Return the following material verbatim, reproducing every line without any alteration.

***** PROVIDED RECORDS

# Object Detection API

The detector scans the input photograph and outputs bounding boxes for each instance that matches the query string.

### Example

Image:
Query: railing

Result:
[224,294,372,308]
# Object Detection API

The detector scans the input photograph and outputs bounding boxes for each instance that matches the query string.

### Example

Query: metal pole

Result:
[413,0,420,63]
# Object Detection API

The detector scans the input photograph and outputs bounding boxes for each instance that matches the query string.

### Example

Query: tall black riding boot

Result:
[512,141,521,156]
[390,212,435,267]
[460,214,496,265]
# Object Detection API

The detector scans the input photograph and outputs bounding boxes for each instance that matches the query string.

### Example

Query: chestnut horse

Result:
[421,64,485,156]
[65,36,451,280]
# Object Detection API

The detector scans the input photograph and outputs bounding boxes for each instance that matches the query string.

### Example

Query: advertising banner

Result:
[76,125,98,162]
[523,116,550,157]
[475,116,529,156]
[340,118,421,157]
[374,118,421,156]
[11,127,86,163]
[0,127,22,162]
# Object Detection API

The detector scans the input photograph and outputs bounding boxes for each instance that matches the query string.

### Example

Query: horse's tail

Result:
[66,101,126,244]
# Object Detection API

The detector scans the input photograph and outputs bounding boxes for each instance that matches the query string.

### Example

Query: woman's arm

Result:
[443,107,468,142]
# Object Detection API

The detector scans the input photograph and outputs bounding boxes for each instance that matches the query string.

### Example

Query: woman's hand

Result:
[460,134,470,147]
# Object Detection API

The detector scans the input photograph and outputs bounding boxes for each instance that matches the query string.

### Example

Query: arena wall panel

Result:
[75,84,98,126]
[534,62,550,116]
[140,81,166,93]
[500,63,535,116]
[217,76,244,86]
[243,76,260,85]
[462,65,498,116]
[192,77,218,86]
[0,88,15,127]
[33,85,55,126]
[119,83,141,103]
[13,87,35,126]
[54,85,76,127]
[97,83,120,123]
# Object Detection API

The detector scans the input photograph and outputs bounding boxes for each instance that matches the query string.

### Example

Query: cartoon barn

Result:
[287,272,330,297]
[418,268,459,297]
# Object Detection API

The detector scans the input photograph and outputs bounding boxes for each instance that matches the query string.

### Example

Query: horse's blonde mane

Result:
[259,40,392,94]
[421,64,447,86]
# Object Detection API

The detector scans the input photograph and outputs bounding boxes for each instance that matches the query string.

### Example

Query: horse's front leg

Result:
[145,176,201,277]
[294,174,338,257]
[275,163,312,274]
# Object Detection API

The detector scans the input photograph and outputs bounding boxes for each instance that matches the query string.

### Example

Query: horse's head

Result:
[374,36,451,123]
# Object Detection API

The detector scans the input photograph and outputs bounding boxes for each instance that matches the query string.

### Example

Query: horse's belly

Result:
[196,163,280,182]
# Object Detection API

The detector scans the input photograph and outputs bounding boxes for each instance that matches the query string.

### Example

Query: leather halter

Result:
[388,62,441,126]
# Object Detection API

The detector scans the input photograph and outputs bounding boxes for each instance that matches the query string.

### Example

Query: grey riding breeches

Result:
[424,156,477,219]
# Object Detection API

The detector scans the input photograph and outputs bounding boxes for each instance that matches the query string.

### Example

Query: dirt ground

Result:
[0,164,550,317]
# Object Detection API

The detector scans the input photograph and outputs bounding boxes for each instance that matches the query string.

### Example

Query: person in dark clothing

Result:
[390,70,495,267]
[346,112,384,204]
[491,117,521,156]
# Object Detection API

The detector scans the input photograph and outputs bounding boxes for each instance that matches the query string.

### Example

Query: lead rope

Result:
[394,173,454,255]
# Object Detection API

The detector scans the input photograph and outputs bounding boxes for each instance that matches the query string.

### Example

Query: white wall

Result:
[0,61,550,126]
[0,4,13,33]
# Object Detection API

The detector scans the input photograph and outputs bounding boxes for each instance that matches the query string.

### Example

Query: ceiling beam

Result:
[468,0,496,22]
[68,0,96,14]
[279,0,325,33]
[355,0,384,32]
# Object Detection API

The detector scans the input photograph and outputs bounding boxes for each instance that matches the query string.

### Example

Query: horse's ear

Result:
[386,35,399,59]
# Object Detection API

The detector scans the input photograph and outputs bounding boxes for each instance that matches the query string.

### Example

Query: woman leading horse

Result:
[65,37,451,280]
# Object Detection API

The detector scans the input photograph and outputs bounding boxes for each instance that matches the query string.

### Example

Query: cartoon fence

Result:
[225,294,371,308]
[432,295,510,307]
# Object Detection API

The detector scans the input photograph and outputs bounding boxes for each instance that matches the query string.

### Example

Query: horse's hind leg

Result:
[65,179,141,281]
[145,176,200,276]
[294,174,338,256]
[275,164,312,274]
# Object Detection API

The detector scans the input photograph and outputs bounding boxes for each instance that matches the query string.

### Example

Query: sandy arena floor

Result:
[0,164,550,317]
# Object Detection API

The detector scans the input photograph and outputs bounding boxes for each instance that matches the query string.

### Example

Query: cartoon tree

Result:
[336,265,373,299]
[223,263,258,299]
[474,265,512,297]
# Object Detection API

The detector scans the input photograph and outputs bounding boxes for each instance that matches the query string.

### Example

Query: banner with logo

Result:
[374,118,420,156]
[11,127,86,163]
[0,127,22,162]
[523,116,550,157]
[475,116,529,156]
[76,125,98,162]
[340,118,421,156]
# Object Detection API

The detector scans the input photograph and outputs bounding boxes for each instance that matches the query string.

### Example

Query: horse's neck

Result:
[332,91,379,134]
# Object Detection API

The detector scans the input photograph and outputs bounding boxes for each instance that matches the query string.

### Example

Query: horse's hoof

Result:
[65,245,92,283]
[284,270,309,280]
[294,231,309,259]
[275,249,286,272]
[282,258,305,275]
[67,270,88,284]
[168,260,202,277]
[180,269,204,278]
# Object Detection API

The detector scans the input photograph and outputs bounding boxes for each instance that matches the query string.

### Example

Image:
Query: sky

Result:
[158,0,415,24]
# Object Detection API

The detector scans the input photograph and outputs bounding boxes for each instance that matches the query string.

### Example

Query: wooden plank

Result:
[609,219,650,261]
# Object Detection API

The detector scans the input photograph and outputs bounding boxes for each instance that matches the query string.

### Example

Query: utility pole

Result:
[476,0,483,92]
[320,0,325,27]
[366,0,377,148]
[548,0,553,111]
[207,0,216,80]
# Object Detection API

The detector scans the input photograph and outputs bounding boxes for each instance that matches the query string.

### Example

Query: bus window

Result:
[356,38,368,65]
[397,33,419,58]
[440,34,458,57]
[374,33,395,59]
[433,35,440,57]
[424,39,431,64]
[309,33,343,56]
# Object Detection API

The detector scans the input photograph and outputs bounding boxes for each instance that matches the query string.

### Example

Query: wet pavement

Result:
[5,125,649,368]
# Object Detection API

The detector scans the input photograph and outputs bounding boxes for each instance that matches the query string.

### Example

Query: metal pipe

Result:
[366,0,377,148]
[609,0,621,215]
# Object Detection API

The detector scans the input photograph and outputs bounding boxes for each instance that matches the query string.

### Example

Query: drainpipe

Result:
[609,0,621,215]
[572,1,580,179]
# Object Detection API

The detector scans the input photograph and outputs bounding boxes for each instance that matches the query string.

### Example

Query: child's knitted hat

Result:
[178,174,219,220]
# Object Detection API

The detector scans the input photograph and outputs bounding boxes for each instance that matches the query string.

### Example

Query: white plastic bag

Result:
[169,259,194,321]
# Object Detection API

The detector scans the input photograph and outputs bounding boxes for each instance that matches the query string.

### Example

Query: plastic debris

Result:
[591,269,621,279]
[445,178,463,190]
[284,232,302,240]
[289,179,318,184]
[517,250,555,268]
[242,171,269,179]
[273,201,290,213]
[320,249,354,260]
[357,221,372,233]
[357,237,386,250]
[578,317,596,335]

**********

-- COMPLETE OUTPUT --
# Object Detection API

The detector scans the input photograph and outputs bounding boxes for each instance that matches the query string.

### Example

Image:
Query: railing

Result:
[224,294,372,308]
# Object Detection API

The detector scans the input photograph and outputs bounding boxes for each instance that matches the query string.

### Example

Query: metal pole

Result:
[413,0,420,63]
# Object Detection API

The detector scans the input photograph and outputs bounding boxes for each instance that matches the query string.

### Example

Query: tall black riding boot

Result:
[512,141,521,156]
[390,212,435,267]
[460,214,496,265]
# Object Detection API

The detector scans the input photograph and outputs bounding boxes for each instance that matches the query string.

### Example

Query: chestnut horse

Result:
[421,64,485,156]
[65,36,451,280]
# Object Detection API

The detector scans the input photograph and outputs bounding boxes for each instance that matches the query string.

### Example

Query: advertising banner

Result:
[76,125,98,162]
[523,116,550,157]
[475,116,529,156]
[340,118,421,157]
[374,118,421,156]
[11,127,86,163]
[0,127,22,162]
# Object Detection API

The detector scans the input photograph and outputs bounding boxes for each instance that matches the query string.

### Example

Query: horse's tail

Result:
[66,101,126,244]
# Object Detection API

The detector scans the input photograph and outputs bounding boxes for each instance that matches the query string.

### Example

Query: woman's arm

Result:
[443,107,468,142]
# Object Detection API

The detector scans the input photograph and outputs bounding boxes for each instance that matches the query string.

### Example

Query: woman's hand

Result:
[460,134,470,147]
# Object Detection API

The detector scans the input photograph and outputs bounding boxes for each instance that matches the query string.

### Example

Query: arena wall panel

Result:
[75,84,98,126]
[534,62,550,116]
[140,81,166,93]
[500,63,535,116]
[217,76,244,86]
[243,76,260,85]
[462,65,498,116]
[192,77,218,86]
[0,88,15,127]
[33,85,55,126]
[119,83,141,103]
[13,87,35,126]
[54,85,76,127]
[97,83,120,123]
# Object Detection API

The detector scans the input photograph and outputs bounding boxes for each instance that matches the query string.

### Example

Query: cartoon barn

Result:
[287,272,330,297]
[418,268,459,297]
# Object Detection API

The detector scans the input photograph and outputs bounding boxes for each instance that matches the query string.

### Example

Query: horse's blonde mane

Result:
[259,40,392,94]
[421,64,447,86]
# Object Detection API

The detector scans the input photograph and outputs bounding boxes for each instance that matches the query string.

### Example

Query: horse's front leg

Result:
[145,176,201,277]
[294,174,338,257]
[275,163,312,274]
# Object Detection API

The detector scans the input photograph and outputs bounding boxes for each instance that matches the query string.

### Example

Query: horse's head

Result:
[374,36,451,123]
# Object Detection API

The detector scans the input photograph and outputs bounding boxes for each instance that matches the query string.

### Example

Query: horse's belly

Result:
[196,163,280,182]
# Object Detection API

The detector scans the input photograph and outputs bounding boxes for each instance that matches the query string.

### Example

Query: leather halter

Result:
[388,62,441,126]
# Object Detection API

The detector scans the input photograph and outputs bounding boxes for each instance that matches the query string.

### Example

Query: grey riding breeches

Result:
[424,156,477,219]
# Object Detection API

The detector scans the input photograph and outputs bounding boxes for each instance that matches the query string.

### Example

Query: dirt ground

Result:
[0,164,550,317]
# Object Detection API

The detector scans the input photograph and outputs bounding boxes for each instance that matches the query string.

### Example

Query: person in dark clothing

Result:
[390,70,495,267]
[346,112,384,204]
[491,117,521,156]
# Object Detection API

The detector scans the input photograph and outputs bounding boxes for each instance that matches the query string.

### Example

Query: lead rope

Result:
[394,173,454,255]
# Object Detection API

The detector scans the input photograph and outputs bounding boxes for each instance that matches the query string.

### Example

Query: white wall

Result:
[0,61,550,126]
[0,4,13,33]
# Object Detection API

The detector scans the input photograph and outputs bounding boxes for each instance that matches the query string.

### Example

Query: ceiling beam

Result:
[468,0,496,22]
[68,0,96,14]
[279,0,325,33]
[355,0,384,32]
# Object Detection API

The detector scans the input photograph and outputs bounding boxes for each instance that matches the query string.

### Example

Query: horse's ear

Result:
[386,35,399,59]
# Object Detection API

The detector scans the input photograph and outputs bounding boxes for each instance that matches the query string.

### Example

Query: woman leading horse

Result:
[65,37,451,280]
# Object Detection API

The detector scans the input photograph and outputs bounding boxes for each instance that matches the query string.

### Example

Query: cartoon fence

Result:
[225,294,371,308]
[432,295,510,307]
# Object Detection API

The detector scans the input photograph and outputs bounding boxes for each instance that matches the query string.

### Example

Query: horse's hind leg

Result:
[65,179,141,281]
[145,176,200,276]
[294,174,338,256]
[275,164,312,274]
# Object Detection API

The detector scans the input photograph and outputs bounding boxes for each instance that matches the query string.

### Example

Query: sandy arena floor

Result:
[0,164,550,317]
# Object Detection API

The detector scans the input photograph and outputs bounding boxes for each instance that matches the query string.

### Example

Query: cartoon tree

Result:
[336,265,373,299]
[223,263,258,299]
[474,265,512,297]
# Object Detection API

The detector scans the input photograph and outputs bounding boxes for each instance that matches the query string.

### Example

Query: banner with logo

Result:
[374,118,420,156]
[11,127,86,163]
[0,127,22,162]
[523,116,550,157]
[475,116,529,156]
[76,125,98,162]
[340,118,421,156]
# Object Detection API

The detector scans the input photograph and outputs bounding boxes for each instance that matches the query string.

### Example

Query: horse's neck

Result:
[332,91,379,134]
# Object Detection API

The detector scans the input photograph and outputs bounding boxes for each instance that matches the query string.

### Example

Query: horse's hoof

Result:
[65,245,92,283]
[284,270,309,280]
[294,231,309,259]
[275,249,286,272]
[282,258,305,275]
[67,270,88,284]
[168,260,202,277]
[180,269,204,278]
# Object Detection API

The detector scans the input photograph and outputs bounding boxes for each instance that matches the query string.

### Example

Image:
Query: sky

Result:
[158,0,415,24]
# Object Detection API

The detector scans the input photograph and outputs bounding boxes for each instance that matches the query string.

### Example

Query: wooden plank

Result:
[609,219,650,261]
# Object Detection API

The detector scans the input photograph and outputs bounding boxes for each instance that matches the query string.

### Example

Query: utility pole

Result:
[476,0,483,92]
[320,0,325,27]
[366,0,377,148]
[548,0,553,111]
[207,0,216,80]
# Object Detection API

The detector scans the input photograph and outputs bounding boxes for each instance that matches the query string.

### Example

Query: bus window

Result:
[356,38,368,65]
[397,33,419,58]
[440,34,458,57]
[374,33,395,59]
[433,35,440,57]
[424,39,431,64]
[309,33,343,56]
# Object Detection API

The detector scans the input photograph and outputs bounding boxes for each instance that matches the query string.

### Example

Query: wet pavement

Result:
[5,125,649,368]
# Object Detection API

The detector scans the input photograph and outputs bounding boxes for each instance that matches the query string.

### Example

Query: metal pipe

Result:
[366,0,377,148]
[609,0,621,215]
# Object Detection API

The detector scans the input photograph and outputs bounding boxes for each instance that matches the query string.

### Example

Query: drainpipe

Result:
[609,0,621,215]
[572,1,580,179]
# Object Detection API

The detector scans the input photograph and outputs bounding boxes for each instance that matches the query string.

### Example

Query: child's knitted hat

Result:
[178,174,219,220]
# Object Detection API

The detector scans the input photograph and outputs bounding boxes for each instance that matches the query string.

### Example

Query: white plastic bag

Result:
[169,259,194,321]
# Object Detection API

The detector scans the input photograph and outputs bounding boxes for each instance that matches the query string.

### Example

Query: plastic debris

Result:
[591,269,621,279]
[445,178,463,190]
[284,232,302,240]
[289,179,318,184]
[517,250,555,268]
[242,171,269,179]
[273,201,290,213]
[320,249,354,260]
[357,221,372,233]
[357,237,386,250]
[578,317,596,335]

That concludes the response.